Extract |

►

5.) Forget It, I Got It   (Jimmy Miller - Gary Wright) - 4:20     rating: *** stars

Kicked along by Larry Harlow's keyboards and Weiss' driving bass 'Forget It, I Got It' wasn't awful.  The song had a decent Latin rock edge and while the horns were a little too prominent for my tastes, the track actually became kind of funky and generated a bit of heat by the time it got to the end.  Probably the album's best performance, Paramount tapped it as a single:





- 1970's 'Forget It, I Got It' b/w 'Sunday Lady'  (Paramount catalog number PAA-0027)







(side 2)
1.) Walking On the Water   (Herbert L. Lewis - Fred Lewis) - 5:45  rating: ** stars

Opening up with some Harlow church organ and Maeulin mouthing some sort of non-sensical mumbo-jumbo (it sounded like a Gregorian chant), 'Walking On the Water' found the group apparently trying to make a big statement.  Geez, I've already forgotten everything about the track ...    

2.) Sunday Lady   (James Maeulen - Jerry Weiss) - 3:20  rating: ** stars

'Sunday Lady' was apparently intended as their attempt at a commercial ballad..  Credit Maeulin for toning down some of his bombast, but the song wasn't particularly good.  

3.) Home Groan   (Jerry Weiss) - 3:12  rating: * star

Another group sung monstrosity, the only thing the rocker 'Home Groan'' had going for it was a brief Billy Shay guitar solo that was quickly swallowed by the horns.

◄

Dataset rows |
►

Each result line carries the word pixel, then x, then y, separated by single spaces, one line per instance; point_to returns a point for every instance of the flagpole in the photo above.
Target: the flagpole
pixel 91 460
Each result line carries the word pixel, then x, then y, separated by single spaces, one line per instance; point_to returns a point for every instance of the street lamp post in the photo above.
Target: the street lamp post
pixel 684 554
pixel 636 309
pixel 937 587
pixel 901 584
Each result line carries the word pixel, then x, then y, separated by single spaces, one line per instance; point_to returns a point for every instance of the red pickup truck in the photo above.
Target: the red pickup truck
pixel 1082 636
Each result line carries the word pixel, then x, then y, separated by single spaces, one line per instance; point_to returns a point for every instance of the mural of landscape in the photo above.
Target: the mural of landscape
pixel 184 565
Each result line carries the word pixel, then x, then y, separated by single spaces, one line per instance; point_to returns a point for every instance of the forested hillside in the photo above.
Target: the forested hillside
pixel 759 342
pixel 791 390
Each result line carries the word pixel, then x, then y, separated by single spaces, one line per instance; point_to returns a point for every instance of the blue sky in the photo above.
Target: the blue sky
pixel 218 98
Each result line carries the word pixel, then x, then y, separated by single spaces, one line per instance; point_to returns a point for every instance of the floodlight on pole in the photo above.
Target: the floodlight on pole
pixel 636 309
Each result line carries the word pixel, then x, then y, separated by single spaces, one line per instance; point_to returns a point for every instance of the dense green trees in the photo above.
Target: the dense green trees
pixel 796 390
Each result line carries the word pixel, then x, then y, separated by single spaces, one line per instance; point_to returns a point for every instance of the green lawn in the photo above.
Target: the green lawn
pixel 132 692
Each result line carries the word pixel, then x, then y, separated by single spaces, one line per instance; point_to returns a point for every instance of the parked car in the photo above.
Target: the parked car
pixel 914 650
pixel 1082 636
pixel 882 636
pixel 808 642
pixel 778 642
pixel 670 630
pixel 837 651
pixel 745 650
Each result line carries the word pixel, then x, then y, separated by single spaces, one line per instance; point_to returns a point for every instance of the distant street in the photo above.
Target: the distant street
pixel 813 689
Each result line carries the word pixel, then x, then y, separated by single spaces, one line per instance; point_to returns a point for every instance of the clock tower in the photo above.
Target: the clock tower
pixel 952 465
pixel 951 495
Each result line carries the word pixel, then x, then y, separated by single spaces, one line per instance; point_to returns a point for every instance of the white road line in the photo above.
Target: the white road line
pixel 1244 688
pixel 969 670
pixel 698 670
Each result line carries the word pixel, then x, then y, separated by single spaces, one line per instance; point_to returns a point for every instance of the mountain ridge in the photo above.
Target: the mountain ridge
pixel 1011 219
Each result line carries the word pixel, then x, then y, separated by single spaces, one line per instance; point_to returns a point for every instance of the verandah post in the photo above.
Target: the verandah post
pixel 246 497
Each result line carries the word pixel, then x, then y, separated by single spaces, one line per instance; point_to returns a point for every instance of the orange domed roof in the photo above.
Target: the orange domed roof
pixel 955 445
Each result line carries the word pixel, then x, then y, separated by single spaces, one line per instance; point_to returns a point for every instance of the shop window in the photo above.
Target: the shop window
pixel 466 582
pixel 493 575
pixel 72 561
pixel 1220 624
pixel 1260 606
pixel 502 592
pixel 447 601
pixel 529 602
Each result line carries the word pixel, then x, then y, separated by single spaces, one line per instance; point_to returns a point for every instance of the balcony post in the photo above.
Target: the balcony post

◄

What to do |
1. According to the album review, what Paramount catalog number did the 'Forget It, I Got It' single carry?
2. Write a continuation of the album review, picking up after its last sentence.
The data come from a source unrelated to the album review.

Answers to the exercises |
1. PAA-0027

2.
4.) Soul Food   (Fred Lewis) - 3:15  rating: * star

Another attempt to get funky, 'Soul Food' was absolutely dreadful.  Maeulen's limited voice simply didn't stand a chance against the busy horn charts.  Not that it mattered one iota since the song was fragmented, tuneless, and about as much fun as bleeding gums.  Nobody should have to work this hard to sound soulful.   

5.) Endless Night   (Jerry Weiss) - 5:27  rating: * star

'Endless Night' found the band trying to dance between bluesy moves and a tropical feel before devolving into a completely discordant mess.  Too bad none of the genres worked for them.   Okay, I'll admit I liked Jerry Weiss' bass pattern.   




I've never heard them, but there was also at least two non-LP promotional singles.  Wonder if the band knew about the Italian release?



- 1970's 'The Bible Salesman' b/w 'Rise Up' (Paramount catalog number PAA-0060)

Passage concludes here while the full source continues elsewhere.